Exercise brief: Quote the whole listing below word for word, leaving the pictures out of your answer.

Information given:
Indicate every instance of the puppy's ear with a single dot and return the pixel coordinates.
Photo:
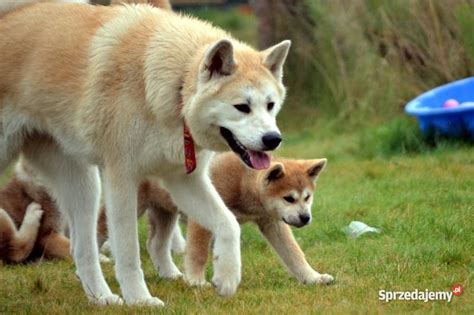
(275, 172)
(274, 58)
(219, 60)
(315, 167)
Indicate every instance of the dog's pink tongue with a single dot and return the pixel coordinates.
(260, 160)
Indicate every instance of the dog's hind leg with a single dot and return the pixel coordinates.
(55, 245)
(10, 146)
(76, 187)
(121, 206)
(161, 227)
(178, 243)
(24, 239)
(196, 196)
(196, 254)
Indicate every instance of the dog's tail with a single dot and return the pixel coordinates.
(162, 4)
(9, 6)
(16, 245)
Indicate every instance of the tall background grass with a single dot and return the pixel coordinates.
(367, 58)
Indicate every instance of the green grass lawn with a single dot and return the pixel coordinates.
(423, 202)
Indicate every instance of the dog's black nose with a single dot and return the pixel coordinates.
(271, 140)
(304, 218)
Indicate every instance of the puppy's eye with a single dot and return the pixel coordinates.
(289, 199)
(244, 108)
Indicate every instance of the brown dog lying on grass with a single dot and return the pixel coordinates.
(29, 221)
(273, 199)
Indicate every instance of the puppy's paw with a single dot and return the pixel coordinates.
(171, 274)
(226, 285)
(226, 277)
(106, 247)
(151, 301)
(104, 259)
(33, 213)
(325, 279)
(111, 299)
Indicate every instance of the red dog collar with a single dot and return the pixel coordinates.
(189, 152)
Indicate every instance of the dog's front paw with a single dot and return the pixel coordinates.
(226, 280)
(151, 301)
(325, 279)
(111, 299)
(314, 277)
(196, 281)
(171, 274)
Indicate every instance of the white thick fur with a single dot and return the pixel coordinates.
(135, 137)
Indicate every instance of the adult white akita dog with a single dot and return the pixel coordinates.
(123, 88)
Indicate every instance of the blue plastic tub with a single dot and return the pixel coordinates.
(451, 122)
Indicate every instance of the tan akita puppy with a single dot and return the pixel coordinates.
(273, 199)
(135, 90)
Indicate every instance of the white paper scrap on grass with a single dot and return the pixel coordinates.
(357, 228)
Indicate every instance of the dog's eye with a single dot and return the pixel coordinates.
(289, 199)
(244, 108)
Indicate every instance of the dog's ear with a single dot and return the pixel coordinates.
(275, 56)
(275, 172)
(314, 167)
(219, 59)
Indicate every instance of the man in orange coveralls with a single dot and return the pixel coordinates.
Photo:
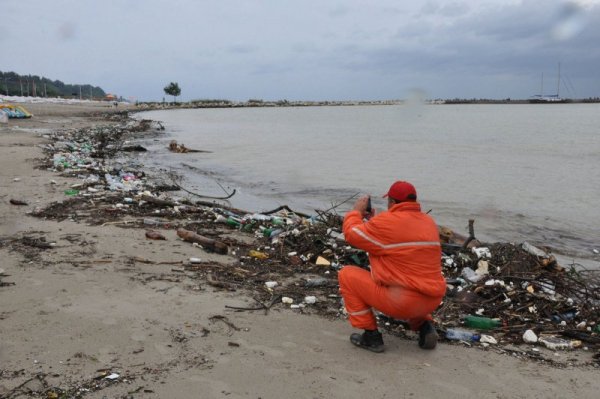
(406, 279)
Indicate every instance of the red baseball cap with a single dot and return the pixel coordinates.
(402, 191)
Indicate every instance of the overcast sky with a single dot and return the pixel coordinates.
(310, 49)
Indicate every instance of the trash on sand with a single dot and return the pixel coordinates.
(321, 261)
(154, 235)
(257, 254)
(457, 334)
(556, 343)
(488, 339)
(529, 337)
(310, 299)
(18, 202)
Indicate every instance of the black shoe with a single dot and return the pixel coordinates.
(427, 336)
(370, 340)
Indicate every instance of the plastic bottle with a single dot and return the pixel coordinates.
(456, 334)
(482, 323)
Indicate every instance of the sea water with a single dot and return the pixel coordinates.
(523, 172)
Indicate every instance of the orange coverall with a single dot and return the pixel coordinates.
(406, 279)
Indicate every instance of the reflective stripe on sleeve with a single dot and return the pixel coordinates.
(360, 312)
(397, 245)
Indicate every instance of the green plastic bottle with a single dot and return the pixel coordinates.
(232, 222)
(482, 323)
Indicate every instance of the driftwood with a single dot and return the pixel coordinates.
(208, 243)
(18, 202)
(180, 148)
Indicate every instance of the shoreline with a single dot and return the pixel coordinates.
(88, 305)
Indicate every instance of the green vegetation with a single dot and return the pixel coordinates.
(173, 89)
(13, 84)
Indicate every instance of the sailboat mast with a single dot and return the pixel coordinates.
(558, 84)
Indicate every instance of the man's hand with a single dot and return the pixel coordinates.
(361, 206)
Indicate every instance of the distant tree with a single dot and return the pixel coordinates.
(173, 89)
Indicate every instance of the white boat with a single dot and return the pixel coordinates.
(548, 99)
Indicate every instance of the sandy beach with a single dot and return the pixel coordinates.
(86, 314)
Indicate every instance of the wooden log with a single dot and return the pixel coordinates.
(209, 243)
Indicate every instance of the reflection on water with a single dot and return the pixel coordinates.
(523, 172)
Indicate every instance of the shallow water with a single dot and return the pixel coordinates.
(523, 172)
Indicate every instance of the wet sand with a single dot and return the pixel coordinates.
(84, 310)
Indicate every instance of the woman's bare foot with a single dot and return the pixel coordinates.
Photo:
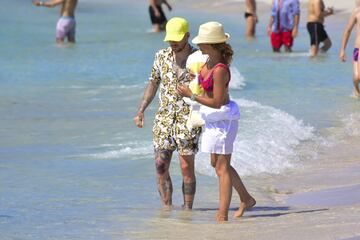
(221, 218)
(244, 206)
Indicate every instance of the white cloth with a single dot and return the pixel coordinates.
(221, 126)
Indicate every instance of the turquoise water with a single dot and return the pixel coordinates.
(72, 164)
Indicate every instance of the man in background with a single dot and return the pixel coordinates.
(66, 25)
(315, 26)
(284, 24)
(251, 18)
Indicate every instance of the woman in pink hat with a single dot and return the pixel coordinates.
(220, 113)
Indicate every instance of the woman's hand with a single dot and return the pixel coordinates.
(184, 91)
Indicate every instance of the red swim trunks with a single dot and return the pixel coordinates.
(280, 38)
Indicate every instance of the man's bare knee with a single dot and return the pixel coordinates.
(162, 161)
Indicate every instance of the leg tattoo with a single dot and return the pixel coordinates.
(189, 190)
(162, 163)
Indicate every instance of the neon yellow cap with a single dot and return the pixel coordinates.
(176, 28)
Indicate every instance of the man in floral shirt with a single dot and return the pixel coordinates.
(170, 132)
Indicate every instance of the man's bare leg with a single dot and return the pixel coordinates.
(189, 180)
(313, 50)
(162, 163)
(356, 78)
(250, 27)
(327, 45)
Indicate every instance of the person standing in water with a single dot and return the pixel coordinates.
(66, 25)
(221, 115)
(284, 24)
(315, 26)
(251, 18)
(354, 20)
(169, 131)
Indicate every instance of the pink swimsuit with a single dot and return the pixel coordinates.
(208, 84)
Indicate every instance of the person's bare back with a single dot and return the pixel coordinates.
(315, 9)
(357, 19)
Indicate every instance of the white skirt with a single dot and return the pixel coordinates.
(221, 126)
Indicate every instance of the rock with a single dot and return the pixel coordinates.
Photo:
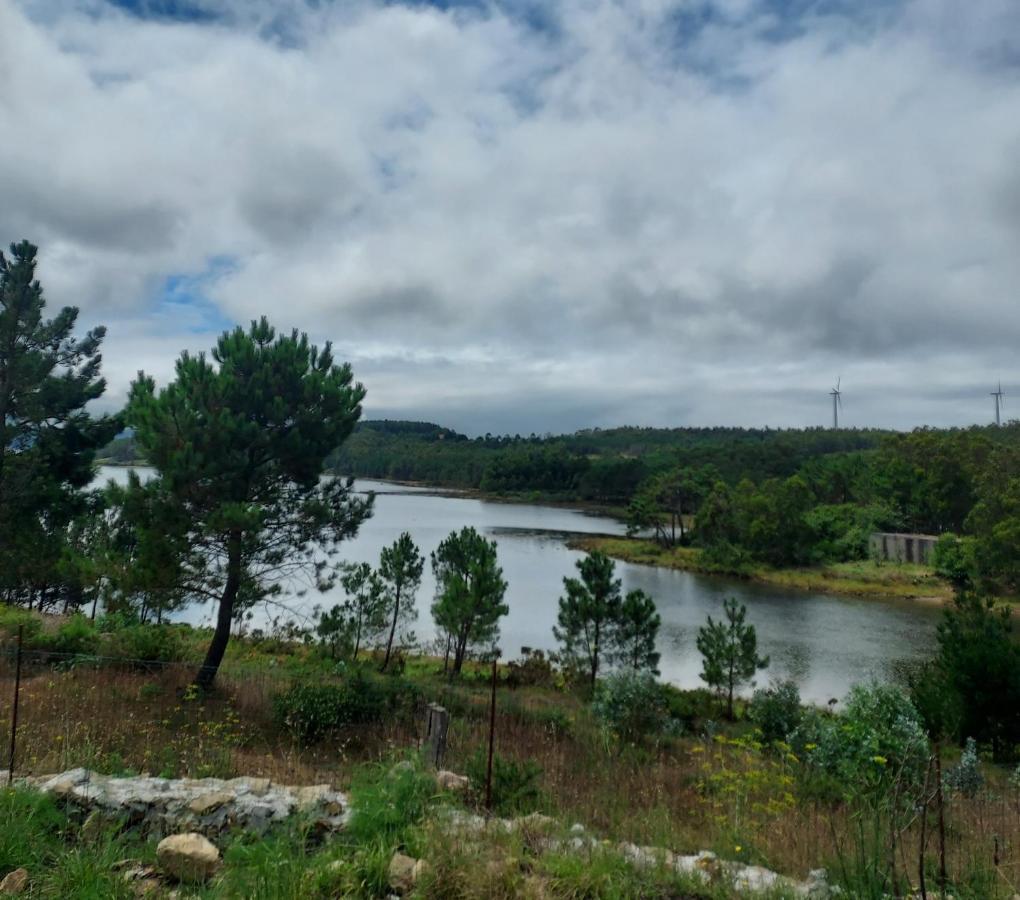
(449, 781)
(206, 803)
(404, 871)
(188, 857)
(14, 883)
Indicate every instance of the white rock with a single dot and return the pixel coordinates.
(189, 857)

Complete output:
Indicate every instance of the puppy's ear with a single dot and return the pixel coordinates.
Photo:
(275, 172)
(274, 58)
(219, 60)
(315, 167)
Indicate every instance of the dog's pink tongue with a single dot and return the pixel coordinates.
(260, 160)
Indicate every instance of the dog's hind leg with a single dot and return the pixel coordinates.
(55, 245)
(10, 146)
(76, 187)
(121, 206)
(161, 227)
(178, 243)
(24, 239)
(196, 196)
(196, 254)
Indicate every instance of the dog's tail with a single dot and return the pixel coordinates.
(162, 4)
(9, 6)
(16, 245)
Indicate every instance of the tall background grass with a single dot and return the pixel coordinates.
(367, 58)
Indicate every instance of the green grass lawn with a single dot and return the pixel coordinates.
(423, 202)
Indicate every instance of the dog's black nose with a single dot and return the pixel coordinates.
(271, 140)
(304, 218)
Indicate every instance of the puppy's eye with a single dot and return the pixel coordinates.
(289, 199)
(244, 108)
Indicate every instance of the brown dog lying on grass with a single dot and return the pixel coordinates.
(29, 221)
(273, 199)
Indicate every instance of the puppy's paw with a single dot and return the pixel coordinates.
(171, 274)
(226, 285)
(226, 277)
(106, 247)
(151, 301)
(104, 259)
(33, 213)
(325, 279)
(111, 299)
Indicate every instance of the red dog collar with a single dot and return the pixel coordinates.
(189, 152)
Indicate every instance of the dog's front paw with a single dot and return the pixel coordinates.
(226, 280)
(151, 301)
(325, 279)
(111, 299)
(314, 277)
(196, 281)
(171, 274)
Indicate every instance of the white thick fur with a single dot and return the pixel coordinates.
(135, 137)
Indicate every instance of the adult white akita dog with a single dot and return the pixel coordinates.
(123, 88)
Indicate every instance of the blue plastic tub with a single dot and return the pixel coordinates.
(451, 122)
Indicate every instance of the tan akita puppy with a single dot and return the pixel coordinates.
(273, 199)
(135, 90)
Indicate every instance of the white paper scrap on grass with a single dot and return the pixel coordinates.
(357, 228)
Indicate every instance of the dog's eye with a single dot and return the pixel coordinates.
(289, 199)
(244, 108)
Indicate every instance of the dog's ear with a single dot and return the pixel coordinates.
(275, 56)
(275, 172)
(314, 167)
(219, 59)
Indicate every instance of the man in orange coveralls with a single dot and return the pixel coordinates.
Photo:
(406, 279)
Indicate every instance of the red baseball cap with a single dot and return the pixel coordinates.
(402, 191)
Indicate every instance of the overcast sky with a single dot and return the pixel coordinates.
(310, 49)
Indicate every instance of the trash on sand with a single dot and return the pixel coordinates.
(321, 261)
(154, 235)
(257, 254)
(457, 334)
(556, 343)
(488, 339)
(529, 337)
(310, 299)
(18, 202)
Indicate every instance of the black shoe with a single dot and return the pixel coordinates.
(427, 336)
(370, 340)
Indicate every instance of the plastic bottle with a single dot and return the pixel coordinates.
(456, 334)
(482, 323)
Indicate every instance of the sea water with a single dot and return the pixel coordinates.
(523, 172)
Indicate every instance of the orange coverall with a single dot and return the pixel coordinates.
(406, 279)
Indicate every instance of the reflective stripe on sleeve with a single dot and return the pixel coordinates.
(360, 312)
(397, 245)
Indicate every instance of the green plastic bottle with a single dot and return the pixel coordinates.
(232, 222)
(482, 323)
Indicate every instance of the driftwood with a single dot and return the pixel coordinates.
(208, 243)
(18, 202)
(180, 148)
Indicate every instance of the shoreline with a single dot and return the pixel coordinates.
(88, 305)
Indicate every instance of the green vegetation with a single dot and return the pixel coordinates.
(173, 89)
(13, 84)
Indicate every instance of the sailboat mast with a single dot and return the pixel coordinates.
(558, 84)
Indicate every instance of the man's hand with a single dot and return the pixel coordinates.
(361, 206)
Indicate every instance of the distant tree with a single dot and return the pixel coordinates.
(173, 89)
Indicate every instance of the white boat with a single dot and return the pixel coordinates.
(548, 99)
Indicate every instance of the sandy beach with a single dot and return the pixel coordinates.
(86, 314)
Indicate every instance of the wooden log with a single dot and return the pixel coordinates.
(209, 243)
Indicate every instance of the reflection on water with a single dot and return the pixel coordinates.
(523, 172)
Indicate every instance of the shallow water with a single dot and return the pixel coordinates.
(523, 172)
Indicate every instance of the wet sand with a single dot and return the pixel coordinates.
(84, 310)
Indicate every instance of the woman's bare foot with a single dot and return the pixel coordinates.
Photo:
(221, 218)
(244, 206)
Indicate every instance of the white cloth with a single dot and return the pixel coordinates.
(221, 126)
Indicate every instance of the turquoise water with a single dot and return the pixel coordinates.
(72, 164)
Indicate every instance of the man in background with a single dot and return the pixel coordinates.
(66, 25)
(315, 26)
(284, 24)
(251, 18)
Indicate every instance of the woman in pink hat with a single dot and return the pixel coordinates.
(220, 113)
Indicate every instance of the woman's hand with a single dot and return the pixel coordinates.
(184, 91)
Indicate every instance of the red swim trunks with a single dot and return the pixel coordinates.
(280, 38)
Indicate every instance of the man's bare knee with a single dot and return the pixel coordinates.
(162, 161)
Indicate every instance of the leg tattoo with a single dot and return the pixel coordinates.
(189, 190)
(162, 163)
Indicate every instance of the neon yellow cap with a single dot and return the pixel coordinates.
(176, 28)
Indicate every instance of the man in floral shirt with a single dot and return the pixel coordinates.
(170, 132)
Indicate every instance of the man's bare leg with a single dot and return the pixel coordinates.
(189, 180)
(313, 50)
(162, 163)
(356, 78)
(250, 27)
(327, 45)
Indicate every instance of the person standing in water with a single dot and return the pixel coordinates.
(66, 25)
(221, 115)
(284, 24)
(315, 26)
(251, 18)
(354, 20)
(169, 131)
Indicate every instance of the pink swimsuit with a single dot and return the pixel coordinates.
(208, 84)
Indicate every instance of the person's bare back with a single dot and return the pixel coordinates.
(315, 9)
(357, 19)
Indicate every instance of the white skirt with a single dot and return the pixel coordinates.
(221, 126)
Indicate every instance of the rock with a single dot and return the pixel coordinates.
Photo:
(449, 781)
(206, 803)
(404, 871)
(188, 857)
(14, 883)
Indicate every instance of the white rock with a single dot and return the pixel coordinates.
(189, 857)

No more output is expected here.